Task requirements:
Only the lines from the one containing "Reply in the" through the end of the listing are to be transcribed, exactly and with both ends included.

Data for this task:
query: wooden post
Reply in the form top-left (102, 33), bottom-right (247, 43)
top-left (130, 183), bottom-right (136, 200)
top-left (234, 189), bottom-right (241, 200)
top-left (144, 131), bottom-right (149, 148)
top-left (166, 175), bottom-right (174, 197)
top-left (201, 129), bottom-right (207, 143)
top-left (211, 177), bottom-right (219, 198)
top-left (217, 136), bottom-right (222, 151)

Result of the task:
Reply in the form top-left (102, 33), bottom-right (247, 43)
top-left (130, 183), bottom-right (136, 200)
top-left (234, 189), bottom-right (241, 200)
top-left (144, 131), bottom-right (149, 148)
top-left (166, 175), bottom-right (174, 197)
top-left (201, 129), bottom-right (207, 143)
top-left (211, 177), bottom-right (219, 198)
top-left (217, 136), bottom-right (222, 151)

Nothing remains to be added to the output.